# [Goal of the exercise]
Copy the items verbatim from the start through the line containing "[33,170,560,239]", with both ends included. Do not include the pictures.

# [Items]
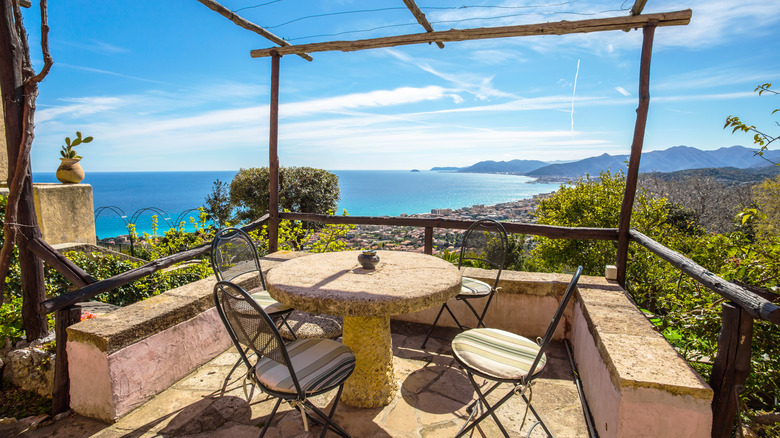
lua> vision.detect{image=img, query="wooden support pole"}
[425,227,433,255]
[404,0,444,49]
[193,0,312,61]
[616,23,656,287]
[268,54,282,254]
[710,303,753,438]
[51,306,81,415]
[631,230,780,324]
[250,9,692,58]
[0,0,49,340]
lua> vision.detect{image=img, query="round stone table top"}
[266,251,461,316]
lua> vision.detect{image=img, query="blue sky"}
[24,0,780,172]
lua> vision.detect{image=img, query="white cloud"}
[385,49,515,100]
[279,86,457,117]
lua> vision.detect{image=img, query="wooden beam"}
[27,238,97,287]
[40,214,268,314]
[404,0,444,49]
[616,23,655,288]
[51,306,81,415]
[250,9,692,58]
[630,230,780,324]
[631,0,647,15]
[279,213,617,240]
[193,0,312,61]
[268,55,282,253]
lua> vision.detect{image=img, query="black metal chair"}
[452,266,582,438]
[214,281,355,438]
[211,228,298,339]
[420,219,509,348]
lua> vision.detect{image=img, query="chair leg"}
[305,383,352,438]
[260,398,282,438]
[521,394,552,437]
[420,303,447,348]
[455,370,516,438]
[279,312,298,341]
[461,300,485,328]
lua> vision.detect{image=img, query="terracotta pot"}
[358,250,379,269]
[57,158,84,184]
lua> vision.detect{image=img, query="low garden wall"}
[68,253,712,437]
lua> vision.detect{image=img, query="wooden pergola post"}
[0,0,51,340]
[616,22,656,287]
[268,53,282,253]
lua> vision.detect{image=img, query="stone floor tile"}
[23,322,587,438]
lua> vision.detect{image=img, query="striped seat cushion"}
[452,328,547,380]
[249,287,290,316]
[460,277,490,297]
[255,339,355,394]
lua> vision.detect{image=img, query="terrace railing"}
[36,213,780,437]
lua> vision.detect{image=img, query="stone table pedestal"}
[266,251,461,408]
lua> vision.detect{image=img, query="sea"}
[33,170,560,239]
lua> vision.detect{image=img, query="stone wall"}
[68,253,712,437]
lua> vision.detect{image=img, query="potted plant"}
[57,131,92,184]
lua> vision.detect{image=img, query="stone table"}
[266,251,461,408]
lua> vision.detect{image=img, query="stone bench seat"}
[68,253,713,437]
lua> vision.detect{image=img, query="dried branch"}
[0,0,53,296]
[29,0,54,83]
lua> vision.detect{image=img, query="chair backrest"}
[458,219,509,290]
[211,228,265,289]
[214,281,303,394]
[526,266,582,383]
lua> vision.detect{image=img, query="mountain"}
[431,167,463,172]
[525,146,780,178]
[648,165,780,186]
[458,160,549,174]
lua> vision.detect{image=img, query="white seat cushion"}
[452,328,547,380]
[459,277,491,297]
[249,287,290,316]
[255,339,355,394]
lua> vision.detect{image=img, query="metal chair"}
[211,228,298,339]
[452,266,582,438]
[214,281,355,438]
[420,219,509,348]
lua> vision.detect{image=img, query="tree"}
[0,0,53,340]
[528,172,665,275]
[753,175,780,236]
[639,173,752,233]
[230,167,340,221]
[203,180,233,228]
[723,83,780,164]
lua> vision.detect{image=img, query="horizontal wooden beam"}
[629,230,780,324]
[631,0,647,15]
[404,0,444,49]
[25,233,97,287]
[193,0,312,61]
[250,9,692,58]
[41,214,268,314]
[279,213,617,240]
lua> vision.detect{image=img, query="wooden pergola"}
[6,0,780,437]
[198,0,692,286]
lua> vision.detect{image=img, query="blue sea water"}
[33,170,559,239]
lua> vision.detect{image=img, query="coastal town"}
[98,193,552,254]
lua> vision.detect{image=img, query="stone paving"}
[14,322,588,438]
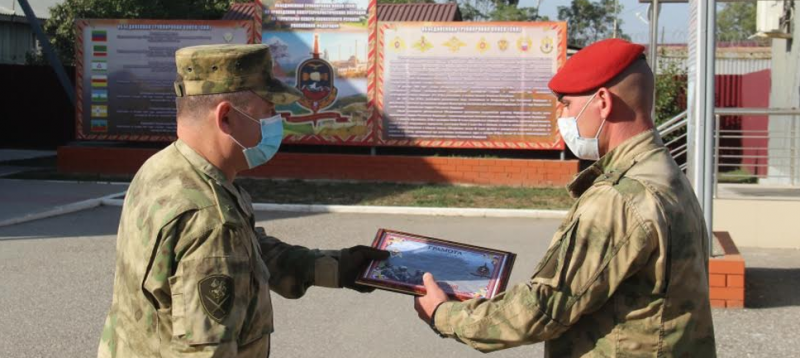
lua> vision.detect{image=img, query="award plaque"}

# [Task output]
lua> vision.detect{image=img, query="wooden support pole"}
[425,227,433,255]
[404,0,444,49]
[193,0,312,61]
[616,23,656,287]
[268,54,282,254]
[710,303,753,438]
[51,306,81,415]
[631,230,780,324]
[250,9,692,58]
[0,0,49,340]
lua> vision.detect{image=img, query="round stone table top"}
[266,251,461,316]
lua> vision.detect{image=img, query="blue sky"}
[24,0,780,172]
lua> vision.detect{image=img, query="white cloud"}
[385,49,515,100]
[279,86,457,117]
lua> vision.detect{image=img, query="wooden beam"}
[27,238,97,287]
[40,214,268,314]
[404,0,444,49]
[616,23,655,288]
[51,306,81,415]
[250,9,692,58]
[630,230,780,324]
[631,0,647,15]
[279,213,617,240]
[193,0,312,61]
[268,55,282,253]
lua> vision.detect{image=img, query="black metal chair"}
[452,266,582,438]
[214,281,355,438]
[211,228,298,339]
[420,219,509,348]
lua> vision.detect{image=img, query="chair leg"}
[305,383,352,438]
[260,398,282,438]
[521,394,552,437]
[420,303,447,348]
[455,370,516,438]
[279,312,298,341]
[461,300,485,328]
lua> vision.detect{image=img, query="terracotta pot"}
[358,250,379,269]
[57,158,84,184]
lua> vision.detect{image=img, query="low garden wall"}
[68,253,712,437]
lua> vision.detect{image=img, query="wooden pergola post"}
[0,0,51,340]
[616,22,656,287]
[268,53,282,253]
lua> vision.detect{image=img, query="stone floor tile"}
[23,322,587,438]
lua> vision.detect{image=img, query="striped seat cushion"}
[452,328,547,380]
[249,287,290,316]
[460,277,490,297]
[255,339,355,394]
lua> vision.detect{image=img, query="terrace railing"}
[36,213,780,437]
lua> vision.detect{image=img, query="stone table pedestal"}
[266,251,461,408]
lua> vision.detect{image=img, query="sea"}
[33,170,560,239]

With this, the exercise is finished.